The movements of deconstruction do not destroy structures from the outside. They are not possible and effective, nor can they take accurate aim, except by inhabiting those structures. Inhabiting them in a certain way, because one always inhabits, and all the more when one does not suspect it. Operating necessarily from the inside, borrowing all the strategic and economic resources of subversion from the old structure, borrowing them structurally, that is to say without being able to isolate their elements and atoms[.][33]

Deconstruction operates not by negating structures but by inhabiting them in order to facilitate an intervention that exposes structural contingency, disrupts and suspends an existing order in favour of a transformation of meaning. Within the orbit of the performer of the Ricercare, this intervention is most obviously operationalized in relation to the apparatus of instrumental practice. The structures ‘inhabited in a certain way’ are those of the instrumental practice and their corporeal, aural and historical correlates. This conception of instrumental practice coincides with what Michel Foucault called an apparatus.

The apparatus

The term apparatus (dispositif) assumes a central function in Foucault’s work in the seventies, as the question concerning the subject becomes more explicit in his work. The notion of the apparatus provides the hinge between power/knowledge and individuals in the series of lectures on normalization, governmentality and biopolitics delivered at the Collège de France, and has a central strategic function in Discipline and Punish and the first volume of The History of Sexuality. Typically, the term is not explained in explicit terms, but rather is put to use in the studies. In an interview from 1977, Foucault describes the machinery of the apparatus as ‘a thoroughly heterogeneous ensemble consisting of discourses, institutions, architectural forms, regulatory decisions, laws, administrative measures, scientific statements, philosophical, moral and philanthropic propositions’, explicating that the ‘apparatus itself is the system of relations that can be established between these elements’.[34] The apparatus is further qualified as having a ‘dominant strategic function’,[35] that is, it partakes in a network of power/knowledge relations in a process of subjectivation of an individual. In a late interview, the process of subjectivation is defined as ‘the process by which one obtains the constitution of a subject, or more precisely a subjectivity, which is evidently not the only given possibility of a consciousness of the self’.[36] The apparatus is a central element in this process. What does this mean? It means, simply, that an apparatus is that by which an individual becomes a (self-conscious) subject.

▶ **Input data**:
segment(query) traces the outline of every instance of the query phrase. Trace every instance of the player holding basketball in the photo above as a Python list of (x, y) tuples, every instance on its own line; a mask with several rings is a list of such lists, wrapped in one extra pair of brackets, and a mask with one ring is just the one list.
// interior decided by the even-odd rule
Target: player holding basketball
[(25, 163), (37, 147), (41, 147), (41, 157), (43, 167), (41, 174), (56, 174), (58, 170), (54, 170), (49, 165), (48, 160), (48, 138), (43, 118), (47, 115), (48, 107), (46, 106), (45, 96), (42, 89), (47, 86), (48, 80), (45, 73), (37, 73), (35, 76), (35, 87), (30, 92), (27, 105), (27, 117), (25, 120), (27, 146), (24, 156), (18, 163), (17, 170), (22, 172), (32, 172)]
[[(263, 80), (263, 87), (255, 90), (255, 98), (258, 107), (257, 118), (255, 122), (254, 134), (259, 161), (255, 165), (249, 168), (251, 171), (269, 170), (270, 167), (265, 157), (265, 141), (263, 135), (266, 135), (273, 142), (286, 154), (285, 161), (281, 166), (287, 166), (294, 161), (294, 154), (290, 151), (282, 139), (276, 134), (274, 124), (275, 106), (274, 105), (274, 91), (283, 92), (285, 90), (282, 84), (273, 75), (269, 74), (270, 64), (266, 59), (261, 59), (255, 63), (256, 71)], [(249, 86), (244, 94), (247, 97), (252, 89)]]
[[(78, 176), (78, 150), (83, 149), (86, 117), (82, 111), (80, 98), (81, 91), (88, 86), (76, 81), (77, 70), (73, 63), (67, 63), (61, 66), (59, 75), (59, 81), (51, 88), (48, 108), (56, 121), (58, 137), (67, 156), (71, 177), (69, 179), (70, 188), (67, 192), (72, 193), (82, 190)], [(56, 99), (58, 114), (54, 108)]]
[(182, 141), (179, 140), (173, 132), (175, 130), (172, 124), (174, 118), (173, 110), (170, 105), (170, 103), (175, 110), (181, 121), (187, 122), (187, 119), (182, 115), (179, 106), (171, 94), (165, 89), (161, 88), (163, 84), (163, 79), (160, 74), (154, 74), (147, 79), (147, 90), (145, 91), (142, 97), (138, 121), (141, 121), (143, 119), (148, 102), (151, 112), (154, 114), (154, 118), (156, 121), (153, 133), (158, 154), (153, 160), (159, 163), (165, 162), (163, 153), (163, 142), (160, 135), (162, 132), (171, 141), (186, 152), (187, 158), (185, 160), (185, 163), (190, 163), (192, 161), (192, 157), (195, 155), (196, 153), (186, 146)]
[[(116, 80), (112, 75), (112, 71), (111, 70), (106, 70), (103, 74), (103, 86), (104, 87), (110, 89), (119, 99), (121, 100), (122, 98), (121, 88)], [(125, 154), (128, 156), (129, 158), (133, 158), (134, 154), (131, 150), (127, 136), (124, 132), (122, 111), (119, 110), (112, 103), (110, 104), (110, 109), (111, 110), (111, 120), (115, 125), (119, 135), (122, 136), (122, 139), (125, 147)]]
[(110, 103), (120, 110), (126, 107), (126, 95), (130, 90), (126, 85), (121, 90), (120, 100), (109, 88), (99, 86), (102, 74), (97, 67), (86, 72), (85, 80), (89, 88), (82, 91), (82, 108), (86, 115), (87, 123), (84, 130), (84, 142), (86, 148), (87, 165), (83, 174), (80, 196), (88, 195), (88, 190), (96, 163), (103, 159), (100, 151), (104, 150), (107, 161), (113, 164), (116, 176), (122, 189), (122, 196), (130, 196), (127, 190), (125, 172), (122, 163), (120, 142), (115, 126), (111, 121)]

▶ **Problems and tasks**:
1 – According to the excerpt on deconstruction and Foucault's apparatus, in what year did Foucault give the interview in which he describes the apparatus as "a thoroughly heterogeneous ensemble"?
2 – Quote the records, beginning at their first line and stopping after the line that contains "Target: player holding basketball".

▶ **Correct answers**:
1 – 1977

2 –
segment(query) traces the outline of every instance of the query phrase. Trace every instance of the player holding basketball in the photo above as a Python list of (x, y) tuples, every instance on its own line; a mask with several rings is a list of such lists, wrapped in one extra pair of brackets, and a mask with one ring is just the one list.
// interior decided by the even-odd rule
Target: player holding basketball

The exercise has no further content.